__To do__
1) Under Rule 4702(b)(5)(C), as described in the rule-change text, when are MPPOs available?
2) Find every line in the rows that contains the string "porch", and copy each one.

--- start Source ---

A. Self-Regulatory Organization's Statement of the Purpose of, and
Statutory Basis for, the Proposed Rule Change
1. Purpose
The purpose of the proposed rule change is to: (1) Amend Rule
4702(b)(5) and Rule 4703(d) to prevent Midpoint Peg Post-Only Orders
(``MPPOs'') and Orders entered with a Midpoint Pegging Order Attribute
(``Midpoint Pegged Orders'') from participating in the Nasdaq Halt
Cross, and (2) to amend Rule 4752(d)(2)(B) and Rule 4754(b)(2)(B) to
state that Open Eligible Interest and Close Eligible Interest,
respectively, are used in determining the ``imbalance'' for purposes of
those rules.
Excluding MPPOs and Midpoint Pegged Orders From the Nasdaq Halt Cross
An ``MPPO'' is defined in Rule 4702(b)(5)(A) as an Order Type with
a Non-Display Order Attribute that is priced at the midpoint between
the national best bid and offer (``NBBO''), and that will execute upon
entry only in circumstances where economically beneficial to the party
entering the Order. Today, Rule 4702(b)(5)(C) provides that MPPOs are
available during Market Hours only, and may not participate in the
Nasdaq Opening Cross conducted pursuant to Rule 4752 or the Nasdaq
Closing Cross conducted pursuant to Rule 4754.\3\ However, MPPOs are
not similarly prohibited from participating in the Nasdaq Halt Cross
conducted pursuant to Rule 4753--i.e., the process for determining the
price at which Eligible Interest shall be executed at the open of
trading for a halted security and for executing that Eligible Interest.
---------------------------------------------------------------------------
\3\ An MPPO entered prior to the beginning of Market Hours will
be rejected, and an MPPO remaining on the Nasdaq Book at 4:00 p.m.
ET will be cancelled by the System. See Rule 4702(b)(5)(C).

--- end Source ---
--- start Information supplied ---

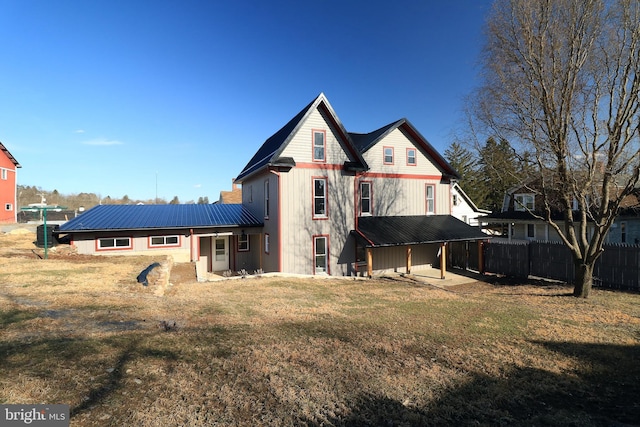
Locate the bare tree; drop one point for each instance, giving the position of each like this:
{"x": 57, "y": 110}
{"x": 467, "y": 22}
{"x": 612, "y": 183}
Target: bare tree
{"x": 561, "y": 82}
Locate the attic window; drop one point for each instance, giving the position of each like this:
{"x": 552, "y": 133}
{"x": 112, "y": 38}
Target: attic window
{"x": 388, "y": 155}
{"x": 319, "y": 146}
{"x": 524, "y": 202}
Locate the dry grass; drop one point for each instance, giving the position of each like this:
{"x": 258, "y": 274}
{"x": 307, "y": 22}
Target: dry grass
{"x": 82, "y": 331}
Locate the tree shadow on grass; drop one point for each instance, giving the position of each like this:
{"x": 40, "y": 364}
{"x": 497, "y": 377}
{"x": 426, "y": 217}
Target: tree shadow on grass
{"x": 604, "y": 393}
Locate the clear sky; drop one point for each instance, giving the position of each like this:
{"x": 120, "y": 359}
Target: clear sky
{"x": 120, "y": 97}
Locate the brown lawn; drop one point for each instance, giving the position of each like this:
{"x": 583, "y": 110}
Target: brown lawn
{"x": 287, "y": 352}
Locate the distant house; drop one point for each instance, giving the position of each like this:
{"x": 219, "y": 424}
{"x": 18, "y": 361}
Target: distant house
{"x": 316, "y": 199}
{"x": 463, "y": 208}
{"x": 522, "y": 208}
{"x": 8, "y": 186}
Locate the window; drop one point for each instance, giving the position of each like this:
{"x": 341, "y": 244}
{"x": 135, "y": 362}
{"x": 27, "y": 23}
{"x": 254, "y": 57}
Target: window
{"x": 319, "y": 197}
{"x": 220, "y": 249}
{"x": 243, "y": 242}
{"x": 365, "y": 198}
{"x": 531, "y": 231}
{"x": 411, "y": 157}
{"x": 112, "y": 243}
{"x": 155, "y": 241}
{"x": 388, "y": 155}
{"x": 524, "y": 202}
{"x": 319, "y": 146}
{"x": 321, "y": 254}
{"x": 266, "y": 200}
{"x": 430, "y": 191}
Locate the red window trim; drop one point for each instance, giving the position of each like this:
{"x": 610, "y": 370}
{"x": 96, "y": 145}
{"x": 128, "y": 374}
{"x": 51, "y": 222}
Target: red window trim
{"x": 150, "y": 246}
{"x": 313, "y": 145}
{"x": 326, "y": 198}
{"x": 313, "y": 250}
{"x": 121, "y": 248}
{"x": 238, "y": 244}
{"x": 415, "y": 157}
{"x": 393, "y": 156}
{"x": 370, "y": 197}
{"x": 426, "y": 207}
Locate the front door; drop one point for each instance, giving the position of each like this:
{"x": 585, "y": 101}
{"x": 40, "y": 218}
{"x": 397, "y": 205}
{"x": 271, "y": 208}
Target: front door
{"x": 220, "y": 255}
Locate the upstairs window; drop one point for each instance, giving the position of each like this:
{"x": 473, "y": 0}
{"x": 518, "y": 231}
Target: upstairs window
{"x": 524, "y": 202}
{"x": 319, "y": 146}
{"x": 319, "y": 197}
{"x": 365, "y": 198}
{"x": 266, "y": 200}
{"x": 411, "y": 157}
{"x": 430, "y": 199}
{"x": 388, "y": 156}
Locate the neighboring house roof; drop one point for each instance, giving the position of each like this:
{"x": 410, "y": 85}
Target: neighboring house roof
{"x": 364, "y": 141}
{"x": 9, "y": 155}
{"x": 417, "y": 229}
{"x": 269, "y": 153}
{"x": 141, "y": 217}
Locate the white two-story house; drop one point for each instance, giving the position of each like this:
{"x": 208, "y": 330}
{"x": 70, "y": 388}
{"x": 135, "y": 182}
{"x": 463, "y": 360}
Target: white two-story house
{"x": 316, "y": 199}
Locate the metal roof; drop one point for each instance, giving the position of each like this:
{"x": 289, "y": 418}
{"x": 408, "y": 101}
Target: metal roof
{"x": 140, "y": 217}
{"x": 411, "y": 230}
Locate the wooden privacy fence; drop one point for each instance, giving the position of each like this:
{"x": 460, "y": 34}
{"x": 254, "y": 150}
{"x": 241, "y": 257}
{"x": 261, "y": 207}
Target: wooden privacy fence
{"x": 617, "y": 268}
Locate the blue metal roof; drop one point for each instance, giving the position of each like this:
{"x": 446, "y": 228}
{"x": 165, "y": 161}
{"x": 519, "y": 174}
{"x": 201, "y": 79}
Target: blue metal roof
{"x": 139, "y": 217}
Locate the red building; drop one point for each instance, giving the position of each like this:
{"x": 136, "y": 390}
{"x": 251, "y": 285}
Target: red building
{"x": 8, "y": 186}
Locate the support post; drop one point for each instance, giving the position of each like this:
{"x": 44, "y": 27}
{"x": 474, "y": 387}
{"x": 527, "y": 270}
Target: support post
{"x": 443, "y": 259}
{"x": 480, "y": 257}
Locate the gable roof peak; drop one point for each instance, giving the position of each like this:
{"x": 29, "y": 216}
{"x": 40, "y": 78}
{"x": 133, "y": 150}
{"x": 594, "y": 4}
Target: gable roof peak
{"x": 273, "y": 147}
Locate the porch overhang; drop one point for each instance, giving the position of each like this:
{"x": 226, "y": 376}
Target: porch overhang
{"x": 381, "y": 231}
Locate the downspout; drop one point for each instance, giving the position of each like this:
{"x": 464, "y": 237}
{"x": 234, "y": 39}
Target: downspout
{"x": 191, "y": 242}
{"x": 279, "y": 234}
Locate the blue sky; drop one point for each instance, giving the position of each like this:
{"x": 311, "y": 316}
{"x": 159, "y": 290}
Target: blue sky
{"x": 116, "y": 97}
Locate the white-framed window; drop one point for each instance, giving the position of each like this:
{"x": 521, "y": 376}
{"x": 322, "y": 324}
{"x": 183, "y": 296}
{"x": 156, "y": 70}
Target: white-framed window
{"x": 366, "y": 198}
{"x": 159, "y": 241}
{"x": 388, "y": 155}
{"x": 524, "y": 202}
{"x": 243, "y": 243}
{"x": 321, "y": 254}
{"x": 319, "y": 146}
{"x": 320, "y": 197}
{"x": 430, "y": 199}
{"x": 266, "y": 199}
{"x": 531, "y": 231}
{"x": 114, "y": 243}
{"x": 412, "y": 158}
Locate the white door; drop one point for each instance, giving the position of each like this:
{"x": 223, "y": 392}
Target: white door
{"x": 220, "y": 254}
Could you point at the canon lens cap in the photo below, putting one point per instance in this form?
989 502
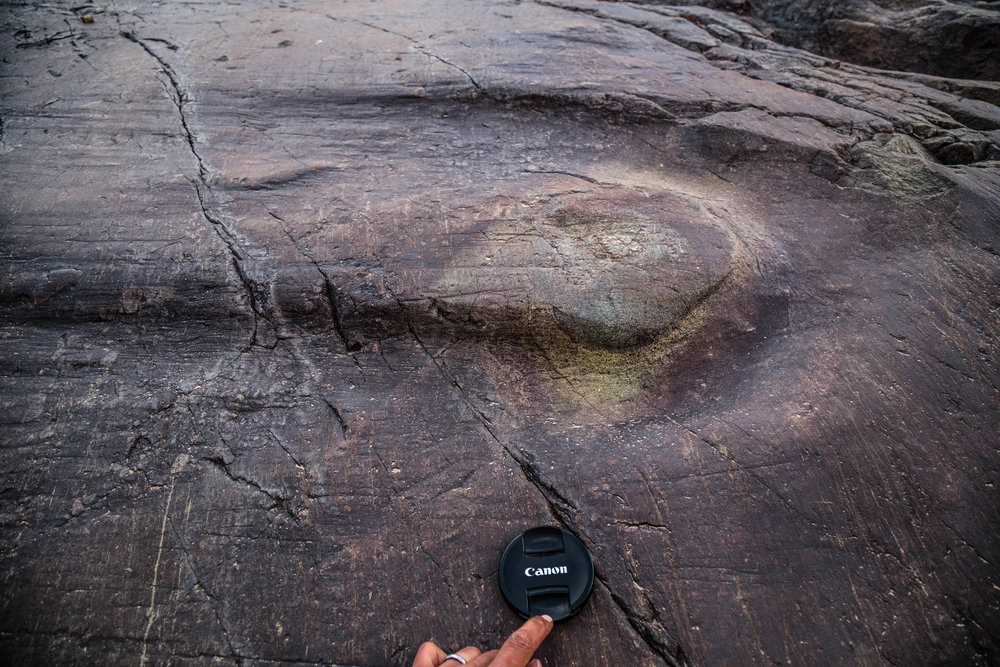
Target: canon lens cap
546 570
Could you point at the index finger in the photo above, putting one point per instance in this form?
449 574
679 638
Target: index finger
522 644
429 655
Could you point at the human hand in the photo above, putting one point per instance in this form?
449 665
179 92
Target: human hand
515 652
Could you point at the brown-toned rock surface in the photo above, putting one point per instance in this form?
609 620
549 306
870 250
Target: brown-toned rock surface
309 308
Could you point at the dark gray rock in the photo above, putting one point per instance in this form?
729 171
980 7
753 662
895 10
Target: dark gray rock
308 310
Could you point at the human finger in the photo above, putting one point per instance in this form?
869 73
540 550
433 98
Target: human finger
484 659
467 655
523 642
428 655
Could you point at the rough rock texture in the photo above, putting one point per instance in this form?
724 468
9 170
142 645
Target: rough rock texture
958 39
308 309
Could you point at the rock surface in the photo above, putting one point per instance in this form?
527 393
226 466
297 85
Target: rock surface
309 308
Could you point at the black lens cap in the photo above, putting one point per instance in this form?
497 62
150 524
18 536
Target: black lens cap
546 570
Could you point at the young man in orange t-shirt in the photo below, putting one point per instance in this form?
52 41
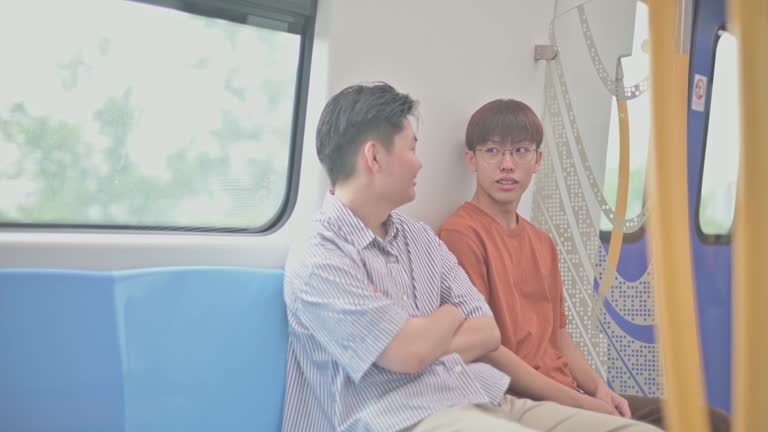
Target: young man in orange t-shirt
515 266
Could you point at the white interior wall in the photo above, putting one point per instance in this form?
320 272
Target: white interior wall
451 56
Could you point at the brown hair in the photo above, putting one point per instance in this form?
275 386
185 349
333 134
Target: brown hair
506 119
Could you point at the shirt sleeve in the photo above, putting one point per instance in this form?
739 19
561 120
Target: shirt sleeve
456 288
347 315
470 257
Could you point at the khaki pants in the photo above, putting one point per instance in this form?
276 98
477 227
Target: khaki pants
524 415
649 410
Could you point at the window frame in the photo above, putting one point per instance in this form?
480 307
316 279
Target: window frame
290 16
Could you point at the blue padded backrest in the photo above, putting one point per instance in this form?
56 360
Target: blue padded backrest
173 349
59 357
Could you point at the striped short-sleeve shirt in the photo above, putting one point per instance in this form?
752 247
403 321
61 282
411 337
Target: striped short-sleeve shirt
347 294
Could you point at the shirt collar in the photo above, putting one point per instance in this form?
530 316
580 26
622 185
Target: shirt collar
349 227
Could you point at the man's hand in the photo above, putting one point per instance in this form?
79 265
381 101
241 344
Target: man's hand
596 405
620 404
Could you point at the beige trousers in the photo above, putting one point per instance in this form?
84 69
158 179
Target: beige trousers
524 415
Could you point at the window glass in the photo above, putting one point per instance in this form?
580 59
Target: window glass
721 156
116 113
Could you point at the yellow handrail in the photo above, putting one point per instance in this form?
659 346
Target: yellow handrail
622 192
750 363
677 324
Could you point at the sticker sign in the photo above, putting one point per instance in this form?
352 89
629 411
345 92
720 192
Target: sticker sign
699 93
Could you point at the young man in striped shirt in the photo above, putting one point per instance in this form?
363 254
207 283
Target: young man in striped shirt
385 328
515 266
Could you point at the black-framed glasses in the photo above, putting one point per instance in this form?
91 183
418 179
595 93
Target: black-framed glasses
521 153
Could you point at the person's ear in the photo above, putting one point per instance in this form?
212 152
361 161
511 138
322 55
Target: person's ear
371 156
470 159
539 156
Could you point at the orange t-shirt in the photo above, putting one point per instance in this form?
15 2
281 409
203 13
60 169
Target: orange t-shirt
517 272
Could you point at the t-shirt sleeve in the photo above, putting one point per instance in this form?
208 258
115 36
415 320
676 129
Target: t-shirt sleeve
556 284
470 257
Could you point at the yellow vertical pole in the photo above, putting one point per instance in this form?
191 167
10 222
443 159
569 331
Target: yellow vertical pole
677 324
749 21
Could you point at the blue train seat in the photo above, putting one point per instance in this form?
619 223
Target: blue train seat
171 349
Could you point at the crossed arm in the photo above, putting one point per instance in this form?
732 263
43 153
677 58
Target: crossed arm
421 341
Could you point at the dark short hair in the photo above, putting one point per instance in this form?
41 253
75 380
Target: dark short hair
354 115
506 119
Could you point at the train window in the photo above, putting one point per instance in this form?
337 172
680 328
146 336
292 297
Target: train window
132 115
636 68
721 157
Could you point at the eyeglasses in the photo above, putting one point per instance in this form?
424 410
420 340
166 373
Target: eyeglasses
522 154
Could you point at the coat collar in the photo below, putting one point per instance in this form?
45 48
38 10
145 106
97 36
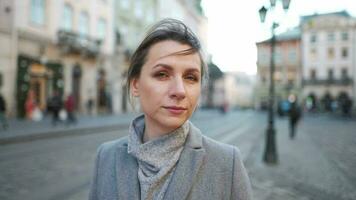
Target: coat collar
188 166
128 186
184 175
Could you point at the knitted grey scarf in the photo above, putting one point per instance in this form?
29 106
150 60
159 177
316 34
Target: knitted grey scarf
156 158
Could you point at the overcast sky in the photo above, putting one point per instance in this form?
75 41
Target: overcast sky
234 27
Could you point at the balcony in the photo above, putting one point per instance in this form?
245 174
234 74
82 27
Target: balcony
74 43
341 82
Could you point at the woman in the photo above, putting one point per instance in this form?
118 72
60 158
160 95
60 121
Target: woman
165 156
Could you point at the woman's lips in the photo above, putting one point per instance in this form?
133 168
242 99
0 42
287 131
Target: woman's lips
175 109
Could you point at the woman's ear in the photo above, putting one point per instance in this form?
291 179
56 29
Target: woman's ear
135 87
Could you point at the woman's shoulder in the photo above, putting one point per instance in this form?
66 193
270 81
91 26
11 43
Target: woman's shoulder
222 149
111 146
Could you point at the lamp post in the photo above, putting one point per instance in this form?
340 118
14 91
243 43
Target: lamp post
270 155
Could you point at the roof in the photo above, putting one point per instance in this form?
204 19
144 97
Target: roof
342 13
290 34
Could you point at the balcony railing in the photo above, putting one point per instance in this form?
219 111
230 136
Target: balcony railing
74 43
342 81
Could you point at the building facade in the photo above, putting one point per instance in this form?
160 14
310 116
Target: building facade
328 59
287 75
132 20
64 46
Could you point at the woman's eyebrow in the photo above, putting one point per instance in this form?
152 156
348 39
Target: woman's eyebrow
193 70
164 66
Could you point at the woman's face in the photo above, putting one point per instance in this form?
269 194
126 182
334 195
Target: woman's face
169 85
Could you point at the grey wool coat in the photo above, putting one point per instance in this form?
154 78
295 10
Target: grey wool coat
205 170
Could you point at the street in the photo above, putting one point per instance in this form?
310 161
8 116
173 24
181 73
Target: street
318 164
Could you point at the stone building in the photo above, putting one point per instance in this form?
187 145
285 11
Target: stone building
64 46
329 59
288 62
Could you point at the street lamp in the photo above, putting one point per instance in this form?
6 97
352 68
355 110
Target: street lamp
270 154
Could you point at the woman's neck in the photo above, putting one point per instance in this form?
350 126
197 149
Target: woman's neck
153 132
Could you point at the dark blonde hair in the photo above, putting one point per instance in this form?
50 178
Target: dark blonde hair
166 29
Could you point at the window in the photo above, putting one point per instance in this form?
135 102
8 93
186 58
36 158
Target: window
331 37
125 4
344 74
292 55
330 74
344 52
101 29
138 9
38 11
344 36
331 53
313 74
263 79
67 17
83 24
313 38
313 53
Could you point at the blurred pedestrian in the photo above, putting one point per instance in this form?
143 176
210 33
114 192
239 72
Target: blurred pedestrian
3 118
90 106
30 104
346 107
294 115
165 156
56 105
70 106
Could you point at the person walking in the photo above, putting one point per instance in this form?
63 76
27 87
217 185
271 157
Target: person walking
70 105
56 105
294 116
3 118
165 156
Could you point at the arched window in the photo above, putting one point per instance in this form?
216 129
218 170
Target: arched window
67 20
38 11
84 23
101 28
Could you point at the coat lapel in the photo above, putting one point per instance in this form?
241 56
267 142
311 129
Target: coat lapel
188 166
126 175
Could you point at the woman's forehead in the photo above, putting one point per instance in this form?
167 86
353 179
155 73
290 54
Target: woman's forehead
167 50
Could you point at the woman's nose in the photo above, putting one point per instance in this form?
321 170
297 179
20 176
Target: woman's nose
177 89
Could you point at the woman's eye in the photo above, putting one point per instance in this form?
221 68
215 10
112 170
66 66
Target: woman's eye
192 78
161 75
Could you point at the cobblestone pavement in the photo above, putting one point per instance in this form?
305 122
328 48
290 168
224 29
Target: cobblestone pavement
318 164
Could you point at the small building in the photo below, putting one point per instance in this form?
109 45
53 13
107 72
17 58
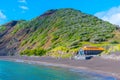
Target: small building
88 52
91 50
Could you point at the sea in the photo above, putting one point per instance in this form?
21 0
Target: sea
10 70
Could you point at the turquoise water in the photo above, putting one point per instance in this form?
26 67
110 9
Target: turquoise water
23 71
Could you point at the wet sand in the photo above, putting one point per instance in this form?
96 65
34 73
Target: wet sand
96 64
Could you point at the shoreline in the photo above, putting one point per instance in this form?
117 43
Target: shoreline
67 63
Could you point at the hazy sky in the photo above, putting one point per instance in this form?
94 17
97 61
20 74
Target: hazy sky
108 10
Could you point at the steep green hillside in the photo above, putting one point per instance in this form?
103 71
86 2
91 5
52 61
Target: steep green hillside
62 31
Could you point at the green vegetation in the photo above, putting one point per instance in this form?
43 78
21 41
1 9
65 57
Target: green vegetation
62 33
2 28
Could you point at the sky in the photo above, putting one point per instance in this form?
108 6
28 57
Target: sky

--- end Information supplied ---

__Answers for the exercise__
1) During Market Hours only.

2)
Locate the porch overhang; drop one point for each instance, giving the position of each like this:
Target: porch overhang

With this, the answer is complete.